TEXTABSCHNITT »

○ ○ ○ ○ ○

Veröffentlicht: 12.10.2023. Rubrik: Aktionen
Ernten, was man sät? (Oktober-Aktion)
Man mag die Bibel wunderbar finden oder ignorieren, in falschem Zusammenhang zitieren oder extrem auslegen, aber ganz objektiv gesehen enthält sie viele Lebensweisheiten, bei denen es besser wäre, der Mensch würde sich danach richten.
Eine davon, deren letzter Teil sehr bekannt ist:
Gal 6,7 Täuscht euch nicht: Gott lässt keinen Spott mit sich treiben; was der Mensch sät, wird er ernten.
Gier nach mehr und mehr hat die Menschheit dahin gebracht, wo sie heute ist, und die Ernte im großen Maßstab gesehen ist z.B. das Aussterben diverser Arten (Insekten, Vögel, Meerestiere …), Bodenverseuchung, Luftverschmutzung usw., der Mensch gräbt sich sein eigenes Grab.

○ ○ ○ ○ ○

AUFGABE 1 »
Schreiben Sie den Textabschnitt zwischen „Eine davon, deren“ und „wird er ernten.“ wortgetreu ab, beide Stellen eingeschlossen.
AUFGABE 2 »
Welche Folgen nennt der Textabschnitt als Beispiele für die Ernte der menschlichen Gier?
Stützen Sie sich ausschließlich auf den Textabschnitt.

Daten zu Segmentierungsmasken
○ ○ ○ ○ ○

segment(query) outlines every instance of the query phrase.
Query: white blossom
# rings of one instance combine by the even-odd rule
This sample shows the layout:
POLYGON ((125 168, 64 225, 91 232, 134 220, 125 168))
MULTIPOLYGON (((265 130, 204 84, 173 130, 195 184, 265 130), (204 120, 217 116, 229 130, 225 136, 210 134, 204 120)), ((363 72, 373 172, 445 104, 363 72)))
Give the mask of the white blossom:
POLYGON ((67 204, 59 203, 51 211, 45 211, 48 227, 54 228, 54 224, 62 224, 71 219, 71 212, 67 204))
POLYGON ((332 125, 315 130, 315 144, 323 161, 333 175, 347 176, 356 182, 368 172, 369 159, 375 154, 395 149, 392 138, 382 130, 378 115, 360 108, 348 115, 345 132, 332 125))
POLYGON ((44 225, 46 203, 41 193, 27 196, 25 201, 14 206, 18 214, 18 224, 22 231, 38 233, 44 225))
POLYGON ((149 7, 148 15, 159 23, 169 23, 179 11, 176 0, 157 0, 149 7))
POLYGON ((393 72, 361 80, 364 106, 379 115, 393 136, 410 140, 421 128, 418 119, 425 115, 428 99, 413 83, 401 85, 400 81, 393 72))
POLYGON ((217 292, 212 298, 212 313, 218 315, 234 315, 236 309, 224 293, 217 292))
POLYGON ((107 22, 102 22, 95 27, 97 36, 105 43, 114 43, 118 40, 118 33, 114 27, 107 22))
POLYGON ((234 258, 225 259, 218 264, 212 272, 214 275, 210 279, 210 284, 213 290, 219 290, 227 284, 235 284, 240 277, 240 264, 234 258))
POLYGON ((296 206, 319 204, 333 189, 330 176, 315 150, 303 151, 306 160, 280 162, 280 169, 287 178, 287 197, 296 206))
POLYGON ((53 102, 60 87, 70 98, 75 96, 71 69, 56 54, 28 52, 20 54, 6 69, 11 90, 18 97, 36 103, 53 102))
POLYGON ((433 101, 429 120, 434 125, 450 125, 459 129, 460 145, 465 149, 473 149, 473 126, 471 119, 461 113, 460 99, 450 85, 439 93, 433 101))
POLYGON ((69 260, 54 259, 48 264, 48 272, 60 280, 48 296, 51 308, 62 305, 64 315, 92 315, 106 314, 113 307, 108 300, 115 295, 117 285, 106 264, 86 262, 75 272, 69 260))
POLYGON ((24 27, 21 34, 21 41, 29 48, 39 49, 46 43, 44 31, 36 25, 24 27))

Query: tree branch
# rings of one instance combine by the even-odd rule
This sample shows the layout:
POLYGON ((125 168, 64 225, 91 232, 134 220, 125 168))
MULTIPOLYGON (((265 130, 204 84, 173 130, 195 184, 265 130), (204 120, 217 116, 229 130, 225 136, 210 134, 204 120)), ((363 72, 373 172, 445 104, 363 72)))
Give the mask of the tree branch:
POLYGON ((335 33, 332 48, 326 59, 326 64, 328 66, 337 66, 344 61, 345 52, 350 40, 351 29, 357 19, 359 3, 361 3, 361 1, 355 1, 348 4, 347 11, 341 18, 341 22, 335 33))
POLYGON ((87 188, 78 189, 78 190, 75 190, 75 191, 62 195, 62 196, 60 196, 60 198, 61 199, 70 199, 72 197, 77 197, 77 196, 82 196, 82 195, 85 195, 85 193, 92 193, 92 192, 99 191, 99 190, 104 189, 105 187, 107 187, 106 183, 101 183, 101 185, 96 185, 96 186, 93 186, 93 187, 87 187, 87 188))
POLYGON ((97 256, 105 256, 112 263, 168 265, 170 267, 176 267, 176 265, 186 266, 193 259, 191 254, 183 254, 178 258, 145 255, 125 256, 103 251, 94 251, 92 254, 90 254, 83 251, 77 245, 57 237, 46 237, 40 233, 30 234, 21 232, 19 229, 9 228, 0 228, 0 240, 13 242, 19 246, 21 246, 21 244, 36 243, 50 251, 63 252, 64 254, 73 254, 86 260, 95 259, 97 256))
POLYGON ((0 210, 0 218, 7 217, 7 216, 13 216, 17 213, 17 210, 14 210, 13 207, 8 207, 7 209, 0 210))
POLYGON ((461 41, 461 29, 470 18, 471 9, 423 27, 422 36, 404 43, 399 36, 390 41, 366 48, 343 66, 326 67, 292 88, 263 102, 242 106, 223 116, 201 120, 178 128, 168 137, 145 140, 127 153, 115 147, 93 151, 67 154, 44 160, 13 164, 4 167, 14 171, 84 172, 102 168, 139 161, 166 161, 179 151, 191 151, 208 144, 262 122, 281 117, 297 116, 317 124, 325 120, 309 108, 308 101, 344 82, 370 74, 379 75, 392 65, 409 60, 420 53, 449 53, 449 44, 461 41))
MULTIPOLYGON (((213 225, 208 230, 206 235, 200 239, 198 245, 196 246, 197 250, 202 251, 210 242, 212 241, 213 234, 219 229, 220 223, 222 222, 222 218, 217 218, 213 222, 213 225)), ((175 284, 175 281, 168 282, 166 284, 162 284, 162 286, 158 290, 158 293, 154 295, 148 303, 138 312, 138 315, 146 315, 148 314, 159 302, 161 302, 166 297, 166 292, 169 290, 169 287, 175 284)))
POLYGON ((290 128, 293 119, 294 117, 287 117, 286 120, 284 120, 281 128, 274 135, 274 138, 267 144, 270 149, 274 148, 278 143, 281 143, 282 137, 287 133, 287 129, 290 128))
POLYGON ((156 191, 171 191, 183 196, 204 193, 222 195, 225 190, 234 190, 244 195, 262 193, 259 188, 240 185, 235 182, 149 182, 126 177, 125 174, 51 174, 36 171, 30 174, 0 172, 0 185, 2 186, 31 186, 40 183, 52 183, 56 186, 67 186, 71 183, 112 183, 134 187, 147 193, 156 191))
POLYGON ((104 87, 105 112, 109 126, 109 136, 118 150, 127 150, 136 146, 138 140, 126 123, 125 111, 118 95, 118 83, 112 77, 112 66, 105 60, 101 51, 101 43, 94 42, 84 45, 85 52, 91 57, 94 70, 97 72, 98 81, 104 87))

○ ○ ○ ○ ○

ANTWORT 1 »
Eine davon, deren letzter Teil sehr bekannt ist:
Gal 6,7 Täuscht euch nicht: Gott lässt keinen Spott mit sich treiben; was der Mensch sät, wird er ernten.

ANTWORT 2 »
Das Aussterben diverser Arten (Insekten, Vögel, Meerestiere …), Bodenverseuchung und Luftverschmutzung.